It started with price gouging for in-demand items such as hand sanitizer and face masks online amid the coronavirus frenzy. Capitalizing on people’s fears, opportunists and scammers have since developed more elaborate operations by setting up fraudulent COVID-19 testing sites after drive-thru testing in places such as shopping center parking lots around the country became common.
In Louisville, Kentucky, city and state officials are telling residents to avoid sites for testing that the Metro Council president has characterized as "scams.” According to the Courier-Journal, these fraudulent testing sites have opened in various locations around the city, with two medical marketing companies soliciting coronavirus tests, including one that promises results in 24 hours. Individuals who exhibit symptoms are reportedly charged up to $250 per test.
Louisville Mayor Greg Fischer's office said that the city government has received calls about multiple pop-up testing sites that police are investigating for "further review and possible action.” One of the organizations was operating out of a church parking lot, offering limited testing at a cost of $200, although it included testing for 19 other pathogens. The church asked the company not to return as of Wednesday.
Jessica Wethington, a spokesperson for the city, stated that "at this time, we are advising residents experiencing symptoms to seek COVID-19 testing from hospitals, health care providers or government resources.”
Shannon Wilson, one victim of fake COVID-19 testing in Louisville, told local news outlet Wave 3 that those running the scheme were in full medical get-ups with white uniforms and masks, even giving her a mask because they didn’t want her coughing on them. She told the outlet that she was asked a series of questions by women who were dressed as nurses and had to pay $40 to speak to a supposed doctor over the phone, who said she could be tested for the virus for an additional $200. Afterwards, the workers swabbed her throat, but the COVID-19 test ended up being fake.
After experiencing the scam, Wilson ended up having to go to a hospital to get a legitimate test. “People are terrified,” she said. “I am terrified that I’m going to die in my sleep and leave my kids alone so that’s why I went. Then to find out that they didn’t help me.”

→ THINGS TO DO
a – Update the stretch from "In Louisville, Kentucky, city" through "to $250 per test." of the article on fake COVID-19 testing sites, putting "health marketing firms" in place of "medical marketing companies".
b – Answer these from the article on fake COVID-19 testing sites:
(i) Up to how much per test are people with symptoms reportedly charged?
(ii) Where was one of the organizations operating?
(iii) How much did Shannon Wilson pay to speak to a supposed doctor over the phone?
c – List every person named in full in the article on fake COVID-19 testing sites.

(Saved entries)

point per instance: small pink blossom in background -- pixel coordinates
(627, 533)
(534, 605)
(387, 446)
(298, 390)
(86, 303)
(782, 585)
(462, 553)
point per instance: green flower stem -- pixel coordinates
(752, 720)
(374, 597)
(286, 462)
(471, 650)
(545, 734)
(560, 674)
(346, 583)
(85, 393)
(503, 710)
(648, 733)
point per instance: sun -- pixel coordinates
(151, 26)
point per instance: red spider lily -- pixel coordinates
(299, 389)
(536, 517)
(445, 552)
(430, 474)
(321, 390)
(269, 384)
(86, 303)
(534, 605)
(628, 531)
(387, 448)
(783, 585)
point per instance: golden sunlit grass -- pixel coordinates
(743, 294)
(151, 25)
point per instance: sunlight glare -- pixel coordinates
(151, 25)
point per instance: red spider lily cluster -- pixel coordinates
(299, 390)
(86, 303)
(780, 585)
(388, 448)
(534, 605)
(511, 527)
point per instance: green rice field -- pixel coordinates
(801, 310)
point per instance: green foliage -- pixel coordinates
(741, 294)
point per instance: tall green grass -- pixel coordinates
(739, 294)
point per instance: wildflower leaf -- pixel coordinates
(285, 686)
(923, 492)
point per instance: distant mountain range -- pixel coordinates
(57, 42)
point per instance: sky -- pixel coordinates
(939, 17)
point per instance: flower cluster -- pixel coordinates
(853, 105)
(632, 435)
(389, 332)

==

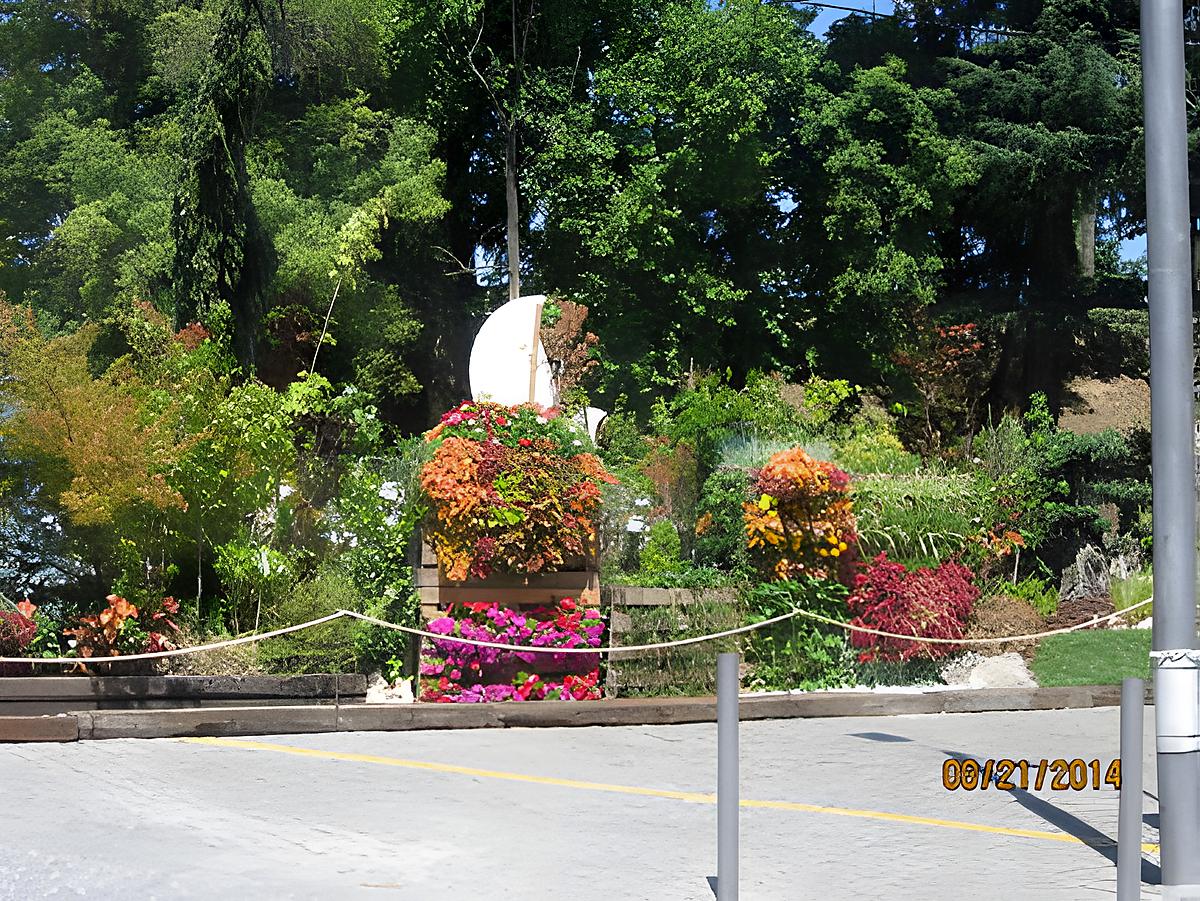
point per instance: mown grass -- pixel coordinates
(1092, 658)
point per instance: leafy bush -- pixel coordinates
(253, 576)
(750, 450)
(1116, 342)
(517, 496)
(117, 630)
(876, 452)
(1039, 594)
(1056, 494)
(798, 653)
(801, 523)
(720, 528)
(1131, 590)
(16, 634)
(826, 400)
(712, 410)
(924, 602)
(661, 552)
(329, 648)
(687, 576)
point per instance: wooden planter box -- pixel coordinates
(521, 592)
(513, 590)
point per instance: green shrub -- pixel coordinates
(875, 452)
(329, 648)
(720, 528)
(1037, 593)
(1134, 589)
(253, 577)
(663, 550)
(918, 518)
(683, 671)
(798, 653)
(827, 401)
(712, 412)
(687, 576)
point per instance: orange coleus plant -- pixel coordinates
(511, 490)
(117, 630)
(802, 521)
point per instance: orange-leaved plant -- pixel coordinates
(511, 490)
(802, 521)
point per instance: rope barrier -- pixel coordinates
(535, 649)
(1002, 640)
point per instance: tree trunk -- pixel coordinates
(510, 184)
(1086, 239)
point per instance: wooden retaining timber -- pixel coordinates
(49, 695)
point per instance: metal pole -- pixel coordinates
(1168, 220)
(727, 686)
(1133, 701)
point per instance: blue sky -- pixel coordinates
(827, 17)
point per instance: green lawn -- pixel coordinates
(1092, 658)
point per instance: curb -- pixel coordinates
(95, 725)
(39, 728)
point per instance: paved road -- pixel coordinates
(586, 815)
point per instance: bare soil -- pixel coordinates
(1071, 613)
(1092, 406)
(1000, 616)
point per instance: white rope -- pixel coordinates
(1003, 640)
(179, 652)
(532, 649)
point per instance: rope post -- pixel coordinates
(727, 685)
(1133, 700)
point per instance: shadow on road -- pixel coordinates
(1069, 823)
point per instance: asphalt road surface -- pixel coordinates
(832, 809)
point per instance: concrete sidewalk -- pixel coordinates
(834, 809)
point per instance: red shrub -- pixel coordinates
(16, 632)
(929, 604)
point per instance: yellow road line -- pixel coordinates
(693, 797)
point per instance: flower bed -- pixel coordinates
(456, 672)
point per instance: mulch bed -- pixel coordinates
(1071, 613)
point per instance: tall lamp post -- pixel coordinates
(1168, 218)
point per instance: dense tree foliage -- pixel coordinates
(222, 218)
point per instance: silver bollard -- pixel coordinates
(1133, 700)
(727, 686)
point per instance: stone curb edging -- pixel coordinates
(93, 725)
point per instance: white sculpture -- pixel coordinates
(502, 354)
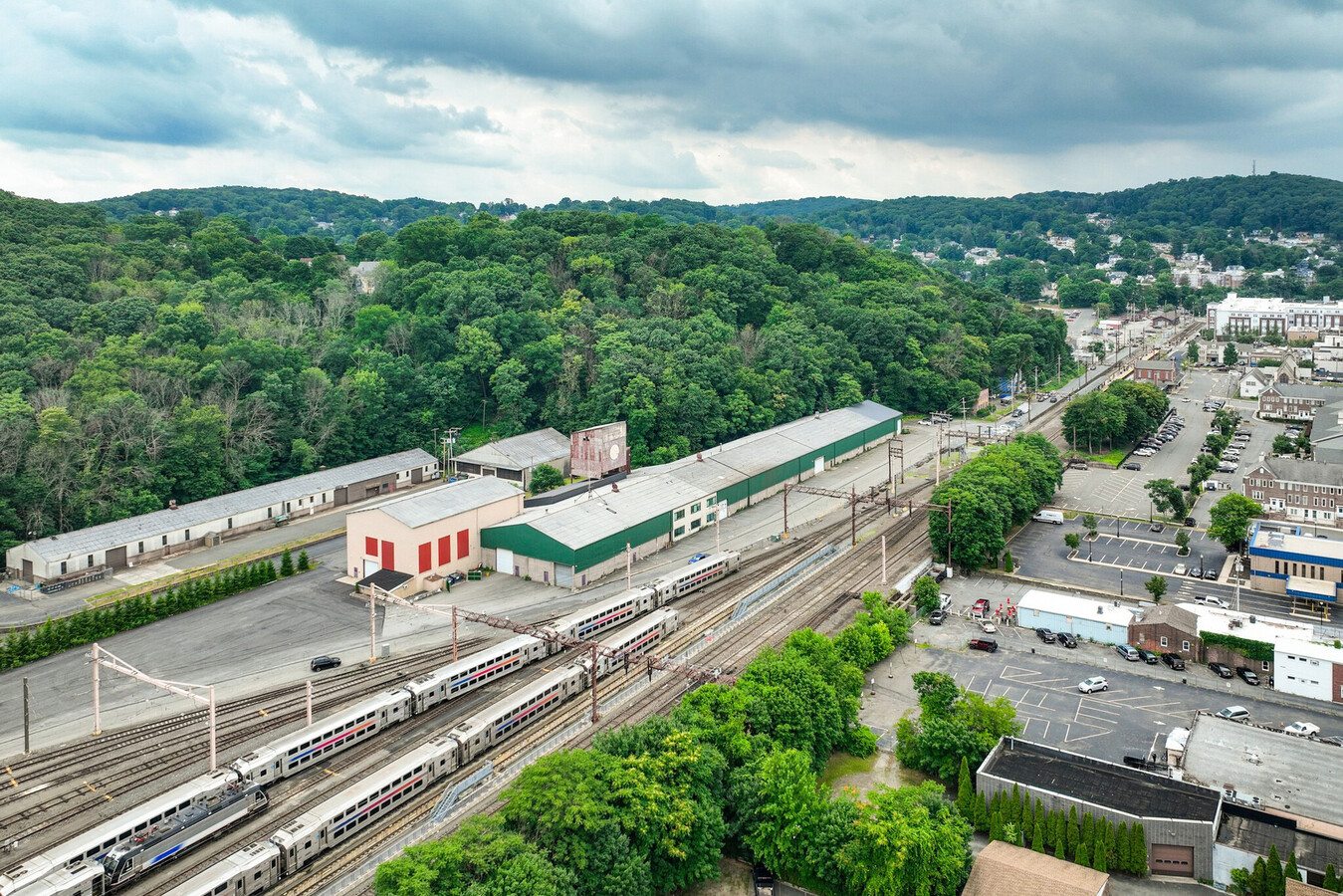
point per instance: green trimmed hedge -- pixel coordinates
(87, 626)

→ SOLUTIONS TO THE TASKS
a –
In Louisville, Kentucky, city and state officials are telling residents to avoid sites for testing that the Metro Council president has characterized as "scams.” According to the Courier-Journal, these fraudulent testing sites have opened in various locations around the city, with two health marketing firms soliciting coronavirus tests, including one that promises results in 24 hours. Individuals who exhibit symptoms are reportedly charged up to $250 per test.

b –
(i) Up to $250 per test.
(ii) Out of a church parking lot.
(iii) $40.

c –
Greg Fischer
Jessica Wethington
Shannon Wilson